_Anweisung_: Schreibe das gesamte folgende Material neu und setze dabei überall „most central point“ an die Stelle von „innermost point“. Alles andere bleibt unverändert.

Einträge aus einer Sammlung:
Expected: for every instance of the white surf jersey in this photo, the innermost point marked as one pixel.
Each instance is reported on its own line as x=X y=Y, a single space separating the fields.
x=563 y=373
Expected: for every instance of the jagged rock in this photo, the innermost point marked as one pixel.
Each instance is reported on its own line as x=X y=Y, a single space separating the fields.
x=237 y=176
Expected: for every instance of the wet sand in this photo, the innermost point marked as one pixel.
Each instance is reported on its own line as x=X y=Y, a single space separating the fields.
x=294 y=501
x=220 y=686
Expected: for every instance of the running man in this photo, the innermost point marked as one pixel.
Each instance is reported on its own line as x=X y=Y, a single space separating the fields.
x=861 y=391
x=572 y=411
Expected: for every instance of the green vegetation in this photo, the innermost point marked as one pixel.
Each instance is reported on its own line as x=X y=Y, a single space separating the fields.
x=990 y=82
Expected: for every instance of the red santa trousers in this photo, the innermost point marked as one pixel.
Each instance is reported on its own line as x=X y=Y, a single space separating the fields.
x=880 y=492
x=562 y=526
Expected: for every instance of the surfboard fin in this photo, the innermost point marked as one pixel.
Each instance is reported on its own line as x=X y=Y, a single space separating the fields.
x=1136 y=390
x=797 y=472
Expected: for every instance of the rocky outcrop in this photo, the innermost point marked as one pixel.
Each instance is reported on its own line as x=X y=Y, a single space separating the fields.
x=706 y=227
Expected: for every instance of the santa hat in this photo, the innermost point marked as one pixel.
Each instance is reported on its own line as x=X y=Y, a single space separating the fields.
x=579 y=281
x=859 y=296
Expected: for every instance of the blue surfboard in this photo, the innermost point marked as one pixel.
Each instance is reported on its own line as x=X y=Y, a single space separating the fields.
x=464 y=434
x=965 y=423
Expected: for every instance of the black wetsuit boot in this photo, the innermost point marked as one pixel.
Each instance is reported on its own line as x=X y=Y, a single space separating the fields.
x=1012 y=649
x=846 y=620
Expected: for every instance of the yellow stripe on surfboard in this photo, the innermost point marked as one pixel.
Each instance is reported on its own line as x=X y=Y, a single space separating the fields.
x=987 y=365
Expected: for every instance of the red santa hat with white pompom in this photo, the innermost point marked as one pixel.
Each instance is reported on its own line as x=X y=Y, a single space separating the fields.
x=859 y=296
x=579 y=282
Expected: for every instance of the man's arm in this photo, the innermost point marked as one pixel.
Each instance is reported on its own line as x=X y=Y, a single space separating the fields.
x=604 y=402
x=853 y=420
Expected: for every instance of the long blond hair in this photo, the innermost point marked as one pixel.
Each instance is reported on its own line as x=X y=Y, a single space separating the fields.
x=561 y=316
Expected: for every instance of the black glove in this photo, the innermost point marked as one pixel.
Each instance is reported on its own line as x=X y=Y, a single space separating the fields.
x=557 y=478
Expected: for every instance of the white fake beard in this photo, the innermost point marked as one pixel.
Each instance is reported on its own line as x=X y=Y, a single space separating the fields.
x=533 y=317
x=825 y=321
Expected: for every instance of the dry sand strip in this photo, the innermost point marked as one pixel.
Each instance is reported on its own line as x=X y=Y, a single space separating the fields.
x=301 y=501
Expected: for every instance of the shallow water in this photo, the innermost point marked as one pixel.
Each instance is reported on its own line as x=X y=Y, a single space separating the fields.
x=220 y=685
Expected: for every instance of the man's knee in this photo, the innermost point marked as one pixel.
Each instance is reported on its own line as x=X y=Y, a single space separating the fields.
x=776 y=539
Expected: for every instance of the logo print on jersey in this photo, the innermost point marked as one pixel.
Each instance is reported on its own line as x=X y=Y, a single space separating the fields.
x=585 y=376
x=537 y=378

_Die Antwort_:
Expected: for every instance of the white surf jersey in this photo, the most central point marked as one pixel.
Each instance is reported on its own line as x=X y=Y, a single space separating the fields.
x=563 y=373
Expected: for every instance of the jagged rock in this photo, the most central point marked as one pixel.
Each instance is reported on its own line as x=X y=Y, a single space separating the fields.
x=237 y=176
Expected: for every instance of the wet sand in this photo, the most central point marked as one pixel.
Each instance is reported on its own line as x=X y=Y, a single space separating the fields.
x=294 y=501
x=220 y=686
Expected: for every instance of the running man in this photo, the most central point marked as one pixel.
Each instance is reported on its own line as x=X y=Y, a single space separating the fields.
x=861 y=391
x=572 y=411
Expected: for every instance of the green vegetation in this photo, the most central point marked as one pixel.
Each instance is reported on its own line as x=X y=Y, a single space separating the fields.
x=990 y=82
Expected: for every instance of the red santa trousers in this photo, the most central point marked as one pixel.
Each instance is reported on its own line as x=X y=Y, a single space separating the fields.
x=880 y=492
x=562 y=526
Expected: for every instance of the surfboard fin in this photo, the most central point marked as one pixel.
Each instance is reported on its own line as x=X y=Y, a single space separating the fields.
x=1136 y=390
x=797 y=472
Expected: for every instance of the rocky outcrop in this photo, the most central point marked as one pixel.
Each instance is reported on its own line as x=X y=Y, a single space separating the fields.
x=706 y=227
Expected: for every instance of the santa hat in this photo, the most central point marked as one pixel.
Each instance is reported on its own line as x=X y=Y, a single space separating the fields.
x=579 y=281
x=859 y=296
Expected: for every instance of the blue surfboard in this photo, the most central point marked as one pixel.
Each instance is reported on its own line as x=X y=Y, a single space separating the fields.
x=464 y=434
x=965 y=423
Expected: for every instance of the black wetsuit boot in this photo, the most central point marked as one pixel.
Each instance is reported on its own line as x=X y=Y, a single space separating the fields.
x=1012 y=649
x=846 y=620
Expected: for every instance of the yellow stripe on surfboard in this photo, the most central point marked as one pixel.
Each instance is reported on its own line as x=X y=Y, a single space separating the fields.
x=987 y=365
Expected: for every instance of the red santa hat with white pompom in this photo, the most central point marked as one pixel.
Each instance is reported on its own line as x=X y=Y, a single space separating the fields.
x=859 y=296
x=579 y=282
Expected: for every instance of the man's arm in this photo, the most central point marked as one pixel.
Each instance is reported on its own line as x=X y=Y, a single space separating the fields.
x=604 y=402
x=853 y=420
Expected: for every instance of the long blond hair in this photo, the most central point marked as one pixel.
Each instance is reported on its own line as x=X y=Y, a single space separating the fields.
x=561 y=316
Expected: for every instance of the black glove in this photo, the most central point marked as one pixel.
Each instance is reported on its own line as x=X y=Y, a single space separating the fields.
x=557 y=478
Expected: for every instance of the white fake beard in this photo, the most central point marked as one pixel.
Each instance is reported on its own line as x=X y=Y, a single space separating the fields.
x=533 y=317
x=825 y=321
Expected: for every instance of the dry sand strip in this photo, the most central point marked as one pixel.
Each instance is reported on its own line as x=X y=Y, a single space separating the fields.
x=301 y=501
Expected: for every instance of the shallow water in this photo, the most central point marked as one pixel.
Each instance is reported on its own line as x=X y=Y, a single space separating the fields.
x=220 y=685
Expected: for every instance of the man's knee in this photo, the most central point marked as one pixel.
Each instance is reported on its own line as x=X y=Y, a single space separating the fields.
x=776 y=539
Expected: for every instance of the logo print on jersey in this photo, the most central point marked as one pixel.
Each instance is reported on its own line as x=X y=Y, a single space separating the fields.
x=585 y=376
x=537 y=378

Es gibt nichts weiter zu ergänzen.